Seçilmiş Metin ->
==========

Gazilerin sesinden 105 yıllık Çanakkale Zaferi
Koronavirüs nedeniyle Çanakkale Kara Savaşları'nın 105'inci yıl dönümü anma törenleri iptal edildi. Şehitliklerde bu yıl zafer heyecanı yaşanamayacak ancak, Kıbrıs gazisi Cahit Önder’in, 42 yıl önce Çanakkale gazileriyle yaptığı röportajlar, kahramanların kendi seslerinden o günleri dinlemeye olanak sunuyor.
1979-1981 yılları arasında 606 köyü tarayarak, Çanakkale’de savaşan 90 gaziye Zafer günlerini anlattıran Önder, bu arşiv ile canlı tanıkların anılarını ölümsüzleştirdi.
Çanakkale Savaşları’nın üzerinden tam 105 yıl geçti. Son
Çanakkale gazisi Hüseyin Kaçmaz, 100 yaşındayken, 1994 yılında
yaşamını yitirdi. Çanakkaleli Kıbrıs gazisi ve gazeteci Cahit
Önder, 1979- 1981 yılları arasında 606 köyü gezdi, 90 gaziye
ulaştı. Zaferin canlı tanıklarının anılarını, 120 dakikalık ses ve
90 dakikalık görüntü kayıtlarıyla ölümsüzleştirerek, gelecek
kuşaklar için büyük bir miras yarattı. Önder’in arşivinin kıymeti,
koronavirüs tedbirleri nedeniyle Çanakkale Kara Savaşları’nın
105’inci yıldönümü törenlerinin iptal edildiği bugünde bir kez daha
anlaşıldı. Koronavirüs salgını nedeniyle Tarihi Gelibolu
Yarımadası’na bir süredir ziyaretçi gelemiyor. Önder, 42 yıllık
arşivine böyle bir günde herkesin ulaşıp, 105 yıllık 'Çanakkale
Geçilmez Destanı' heyecanını gazilerin kendi seslerinden dinleyerek
yaşayabileceğini söyledi. Önder, şöyle konuştu:
"Bugün Çanakkale Kara Savaşları’nın 105’inci yıl dönümü.

==========

Veri Kümesi ->

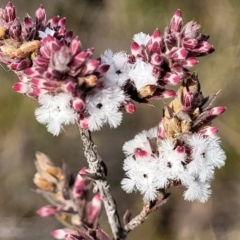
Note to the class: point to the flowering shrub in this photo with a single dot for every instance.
(72, 87)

==========

Alıştırma 1 -> Çanakkale gazileri hakkındaki metne göre son Çanakkale gazisi Hüseyin Kaçmaz hangi yıl ve kaç yaşındayken yaşamını yitirmiştir?
Alıştırma 2 -> Çanakkale gazileri hakkındaki metinde yer alan "1979-1981 yılları arasında 606 köyü tarayarak, Çanakkale’de savaşan 90 gaziye Zafer günlerini anlattıran Önder, bu arşiv ile canlı tanıkların anılarını ölümsüzleştirdi." cümlesini İngilizceye çeviriniz.
Alıştırma 3 -> Çanakkale gazileri hakkındaki metni kaldığı yerden sürdürünüz.
Liste bu çalışmada hiçbir rol oynamamaktadır.

Beklenen Yanıt 1 -> 1994 yılında, 100 yaşındayken yaşamını yitirmiştir.

Beklenen Yanıt 2 -> Önder, who combed through 606 villages between 1979 and 1981 and had 90 veterans who fought at Çanakkale recount the days of the Victory, immortalized the memories of the living witnesses with this archive.

Beklenen Yanıt 3 ->
Koronavirüs nedeniyle kimsenin evlerinden çıkamadığı, törenlerin ve
diğer etkinliklerin yapılamadığı bir günü yaşıyoruz. Ancak 105 yıl
önce Çanakkale’de şehit olan, gazi olan atalarımızı unutmayız.
Onların ruhları şad olsun. Hepsini saygıyla anıyoruz. 1979-1981
yılları arasında Çanakkaleli gaziler olarak bir araştırma yaptık ve
90 gaziye ulaştık, Çanakkale’nin çeşitli köylerinde. Bunların
seslerini, görüntülerini aldık ve kitaplaştırdık. 105’inci yılda
onların görüntüleri ve sesleriyle sizleri baş başa bırakırken,
kendilerini de büyük bir saygıyla yad ediyoruz. Bu arşivde
gazilerin çok değerli anıları var. Bunları saf, temiz belleklerinde
kaldığı gibi bana aktarmışlardı. Sesleri ve onların görüntüleriyle
sizleri baş başa bırakıyor, tekrar şehit ve gazilerimizi minnetle
anıyoruz. Ruhları şad olsun."
Gaziler destanın nasıl yazıldığını anlatıyor
Halil Helvacı (1892): Bir gün mevzilerden ateş ediyoruz. Tetiği
çekiyorum, çekiyorum, tüfek patlamıyor. ‘Bozuldu herhalde’ dedim.
Yanımdaki arkadaşa, ‘Tüfek bozuldu ateşlemiyor’ dedim. Arkadaş bana
baktı, ‘Ne bozulmuşu, senin parmak gitmiş’ dedi. Ben o zaman
acısını duydum işte.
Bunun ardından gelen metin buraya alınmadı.